**EXCERPTED RECORDS**
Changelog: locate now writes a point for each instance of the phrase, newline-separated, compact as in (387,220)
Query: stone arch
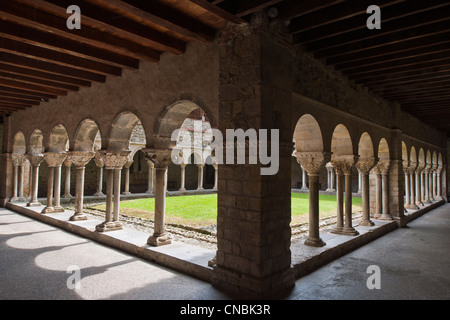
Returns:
(36,144)
(307,135)
(58,140)
(383,150)
(365,146)
(19,143)
(121,131)
(86,136)
(341,142)
(172,120)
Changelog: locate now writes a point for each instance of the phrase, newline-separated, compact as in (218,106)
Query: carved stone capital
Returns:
(365,164)
(36,159)
(161,158)
(114,159)
(80,158)
(54,159)
(18,159)
(312,162)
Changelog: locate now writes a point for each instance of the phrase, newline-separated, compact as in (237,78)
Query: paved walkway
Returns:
(414,263)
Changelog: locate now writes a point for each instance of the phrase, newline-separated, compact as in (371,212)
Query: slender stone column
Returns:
(79,159)
(200,176)
(182,167)
(151,177)
(364,165)
(426,181)
(35,160)
(15,163)
(438,182)
(304,187)
(53,160)
(418,172)
(216,175)
(412,186)
(383,166)
(67,165)
(113,161)
(57,190)
(312,162)
(378,193)
(161,160)
(432,182)
(127,177)
(339,198)
(99,164)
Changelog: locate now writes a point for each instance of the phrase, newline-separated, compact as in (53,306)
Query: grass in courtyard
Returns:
(201,210)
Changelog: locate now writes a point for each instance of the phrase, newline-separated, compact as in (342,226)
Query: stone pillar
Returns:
(67,165)
(113,162)
(426,182)
(418,172)
(439,183)
(383,166)
(182,167)
(339,198)
(216,175)
(161,160)
(151,177)
(200,176)
(364,165)
(35,160)
(126,168)
(99,165)
(57,189)
(53,160)
(312,163)
(80,159)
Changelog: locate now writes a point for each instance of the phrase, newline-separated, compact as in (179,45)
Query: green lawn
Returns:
(201,210)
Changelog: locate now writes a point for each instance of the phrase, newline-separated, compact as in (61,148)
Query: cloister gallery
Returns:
(356,132)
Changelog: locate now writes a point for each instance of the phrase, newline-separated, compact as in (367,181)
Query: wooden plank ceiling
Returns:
(406,61)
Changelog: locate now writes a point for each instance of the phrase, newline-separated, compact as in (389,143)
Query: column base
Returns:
(58,209)
(34,204)
(386,216)
(78,217)
(314,242)
(366,223)
(48,210)
(108,226)
(160,240)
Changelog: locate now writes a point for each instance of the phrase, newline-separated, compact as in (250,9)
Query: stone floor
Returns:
(414,264)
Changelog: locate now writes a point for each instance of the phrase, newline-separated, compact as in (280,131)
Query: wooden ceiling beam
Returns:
(31,87)
(98,18)
(31,17)
(50,84)
(161,15)
(43,96)
(415,34)
(21,61)
(17,47)
(44,75)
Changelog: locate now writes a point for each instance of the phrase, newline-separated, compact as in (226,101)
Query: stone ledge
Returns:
(182,257)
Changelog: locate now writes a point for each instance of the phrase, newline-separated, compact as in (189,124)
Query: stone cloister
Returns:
(332,134)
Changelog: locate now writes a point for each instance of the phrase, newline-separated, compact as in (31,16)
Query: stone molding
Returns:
(161,158)
(114,159)
(312,162)
(36,159)
(54,159)
(80,158)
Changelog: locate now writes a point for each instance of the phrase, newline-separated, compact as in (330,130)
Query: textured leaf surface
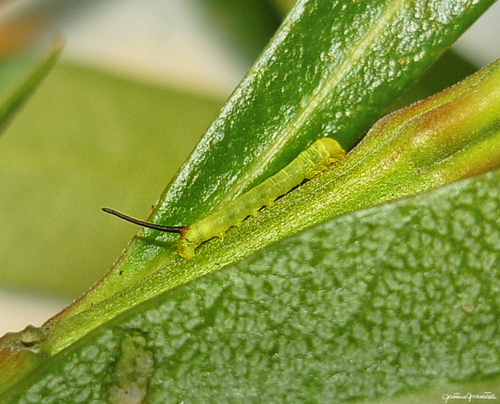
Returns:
(398,299)
(330,70)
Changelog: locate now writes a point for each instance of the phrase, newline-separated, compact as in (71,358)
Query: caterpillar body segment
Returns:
(318,157)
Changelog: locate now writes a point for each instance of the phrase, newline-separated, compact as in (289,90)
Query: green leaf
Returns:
(86,139)
(297,92)
(20,74)
(330,70)
(396,300)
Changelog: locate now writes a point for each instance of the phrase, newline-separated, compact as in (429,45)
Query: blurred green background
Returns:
(138,83)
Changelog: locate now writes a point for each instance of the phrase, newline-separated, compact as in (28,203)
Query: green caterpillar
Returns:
(310,162)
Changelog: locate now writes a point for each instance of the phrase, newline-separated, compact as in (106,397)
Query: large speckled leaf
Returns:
(383,52)
(400,299)
(330,70)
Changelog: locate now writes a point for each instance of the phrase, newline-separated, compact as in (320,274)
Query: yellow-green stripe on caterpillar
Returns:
(321,155)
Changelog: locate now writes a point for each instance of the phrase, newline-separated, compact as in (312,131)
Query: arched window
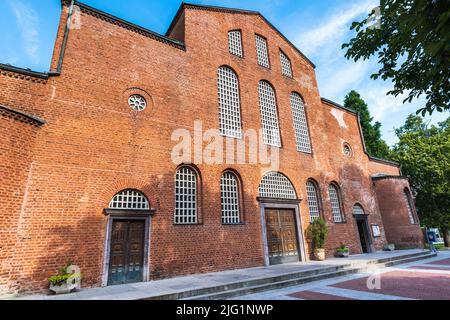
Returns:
(129,200)
(235,43)
(336,205)
(286,68)
(276,185)
(229,103)
(410,207)
(229,193)
(300,123)
(186,196)
(358,210)
(262,51)
(313,200)
(269,117)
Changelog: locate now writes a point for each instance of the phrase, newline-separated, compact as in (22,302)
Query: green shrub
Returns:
(317,232)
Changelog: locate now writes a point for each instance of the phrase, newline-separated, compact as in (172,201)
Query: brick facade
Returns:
(60,176)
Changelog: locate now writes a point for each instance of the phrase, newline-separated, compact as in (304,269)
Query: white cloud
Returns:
(333,29)
(27,21)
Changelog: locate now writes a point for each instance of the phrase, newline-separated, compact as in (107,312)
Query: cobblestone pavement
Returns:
(421,280)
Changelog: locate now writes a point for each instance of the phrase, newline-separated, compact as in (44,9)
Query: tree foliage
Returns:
(375,145)
(424,153)
(412,42)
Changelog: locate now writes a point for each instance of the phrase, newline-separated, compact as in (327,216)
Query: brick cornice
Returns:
(21,116)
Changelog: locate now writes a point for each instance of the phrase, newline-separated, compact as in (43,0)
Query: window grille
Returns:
(313,201)
(235,43)
(276,185)
(409,206)
(229,103)
(358,210)
(269,117)
(300,123)
(335,204)
(137,102)
(229,190)
(129,200)
(286,68)
(262,52)
(185,196)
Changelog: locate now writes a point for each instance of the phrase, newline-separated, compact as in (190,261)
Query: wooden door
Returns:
(282,236)
(126,252)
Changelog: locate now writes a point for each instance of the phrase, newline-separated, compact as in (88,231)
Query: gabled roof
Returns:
(185,5)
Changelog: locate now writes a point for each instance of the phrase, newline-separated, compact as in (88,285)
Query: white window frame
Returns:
(235,43)
(230,198)
(276,185)
(336,203)
(269,114)
(262,51)
(301,128)
(313,198)
(186,193)
(229,103)
(286,65)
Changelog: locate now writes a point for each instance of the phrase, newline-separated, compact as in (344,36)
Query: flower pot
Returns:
(62,288)
(343,254)
(319,254)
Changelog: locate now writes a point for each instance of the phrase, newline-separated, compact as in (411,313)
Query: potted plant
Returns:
(67,279)
(318,232)
(343,251)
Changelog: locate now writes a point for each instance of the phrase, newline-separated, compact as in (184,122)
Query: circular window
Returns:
(347,150)
(137,102)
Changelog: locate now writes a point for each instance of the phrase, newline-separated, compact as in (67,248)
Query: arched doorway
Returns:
(363,228)
(280,220)
(127,241)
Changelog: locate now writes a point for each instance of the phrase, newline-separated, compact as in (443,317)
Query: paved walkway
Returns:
(420,280)
(174,285)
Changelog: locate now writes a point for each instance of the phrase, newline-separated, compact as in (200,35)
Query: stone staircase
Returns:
(245,287)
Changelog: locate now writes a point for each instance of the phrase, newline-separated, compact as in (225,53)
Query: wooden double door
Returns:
(126,262)
(282,236)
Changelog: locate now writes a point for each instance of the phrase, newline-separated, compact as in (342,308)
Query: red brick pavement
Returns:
(424,286)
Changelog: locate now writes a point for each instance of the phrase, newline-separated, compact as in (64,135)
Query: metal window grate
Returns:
(129,200)
(262,52)
(286,68)
(229,190)
(137,102)
(300,123)
(229,103)
(269,117)
(335,204)
(409,207)
(276,185)
(235,43)
(313,201)
(358,210)
(185,196)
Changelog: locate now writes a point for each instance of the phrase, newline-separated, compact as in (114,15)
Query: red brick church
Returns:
(87,168)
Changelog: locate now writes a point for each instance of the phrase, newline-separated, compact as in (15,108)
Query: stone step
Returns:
(302,280)
(279,281)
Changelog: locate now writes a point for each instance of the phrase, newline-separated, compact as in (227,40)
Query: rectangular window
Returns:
(286,68)
(235,43)
(262,51)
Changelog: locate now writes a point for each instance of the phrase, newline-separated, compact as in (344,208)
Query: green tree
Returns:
(424,153)
(411,39)
(375,146)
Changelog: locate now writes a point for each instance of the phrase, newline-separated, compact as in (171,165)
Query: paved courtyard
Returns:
(421,280)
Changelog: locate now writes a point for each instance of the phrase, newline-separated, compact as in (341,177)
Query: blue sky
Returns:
(318,28)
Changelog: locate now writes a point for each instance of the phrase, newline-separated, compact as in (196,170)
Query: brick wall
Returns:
(93,146)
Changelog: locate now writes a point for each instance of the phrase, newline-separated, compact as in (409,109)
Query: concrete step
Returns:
(299,279)
(240,288)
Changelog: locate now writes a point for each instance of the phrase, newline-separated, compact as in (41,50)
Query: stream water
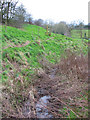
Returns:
(41,108)
(42,103)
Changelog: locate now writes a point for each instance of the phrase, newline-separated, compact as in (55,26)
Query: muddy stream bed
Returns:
(42,104)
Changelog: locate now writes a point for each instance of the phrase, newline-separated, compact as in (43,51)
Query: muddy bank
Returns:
(56,91)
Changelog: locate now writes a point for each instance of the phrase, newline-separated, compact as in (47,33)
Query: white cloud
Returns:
(58,10)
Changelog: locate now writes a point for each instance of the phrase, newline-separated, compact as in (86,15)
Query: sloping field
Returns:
(29,57)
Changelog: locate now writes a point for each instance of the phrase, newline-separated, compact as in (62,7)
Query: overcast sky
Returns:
(58,10)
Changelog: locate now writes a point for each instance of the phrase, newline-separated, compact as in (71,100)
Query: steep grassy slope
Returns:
(29,56)
(77,33)
(28,46)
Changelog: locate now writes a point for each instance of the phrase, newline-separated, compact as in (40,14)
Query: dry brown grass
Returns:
(70,79)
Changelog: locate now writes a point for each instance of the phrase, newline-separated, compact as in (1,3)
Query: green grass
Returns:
(77,33)
(54,45)
(40,46)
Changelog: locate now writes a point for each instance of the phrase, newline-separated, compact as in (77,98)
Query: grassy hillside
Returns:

**AIM OF THE TASK**
Output verbatim the lines beginning at the line with "as in (341,177)" and ending at the last line of the material above, inclusive. Do not carry over any pictures.

**EXERCISE RESULT**
Changelog: locate now writes a point for each instance of the phrase, newline-separated, compact as in (341,177)
Query: blue sky
Returns:
(318,28)
Changelog: locate now writes a point for each instance of the phrase, newline-separated, compact as in (196,170)
Query: brick wall
Returns:
(93,146)
Changelog: locate now writes a point for each instance of the phrase, newline-separated, compact as in (409,109)
Query: concrete step
Returns:
(299,279)
(240,288)
Changelog: locate now writes a point for each instance of the phrase, newline-separated, compact as in (41,50)
Query: stream water
Returns:
(41,108)
(42,103)
Changelog: locate now writes a point for each instance of the phrase, newline-separated, compact as in (55,26)
Query: muddy stream bed
Returns:
(42,104)
Changelog: locate now writes a point for each instance of the phrase, newline-separated, compact as in (43,51)
Query: muddy bank
Returns:
(56,91)
Changelog: locate now writes a point for each instance of the phrase, newline-separated, compact as in (47,33)
Query: white cloud
Returns:
(58,10)
Changelog: locate now writes a point for each instance of the phrase, newline-separated, compact as in (86,15)
Query: sloping field
Returns:
(29,57)
Changelog: locate now writes a point for each instance of the phrase, newline-separated, compact as in (62,7)
Query: overcast sky
Returns:
(58,10)
Changelog: locate now writes a point for each instance of the phrase, newline-separated, compact as in (71,100)
Query: steep grassy slope
Returns:
(29,56)
(77,33)
(28,46)
Changelog: locate now writes a point for each instance of the phrase, newline-separated, compact as in (40,14)
Query: dry brown grass
Returns:
(70,79)
Changelog: locate now writes a point for each instance of the phrase, newline-separated, compact as in (1,3)
Query: green grass
Returns:
(77,33)
(54,45)
(40,46)
Changelog: locate now writes a point for each instance of the phrase, newline-separated, compact as in (77,98)
Query: grassy hillside
Returns:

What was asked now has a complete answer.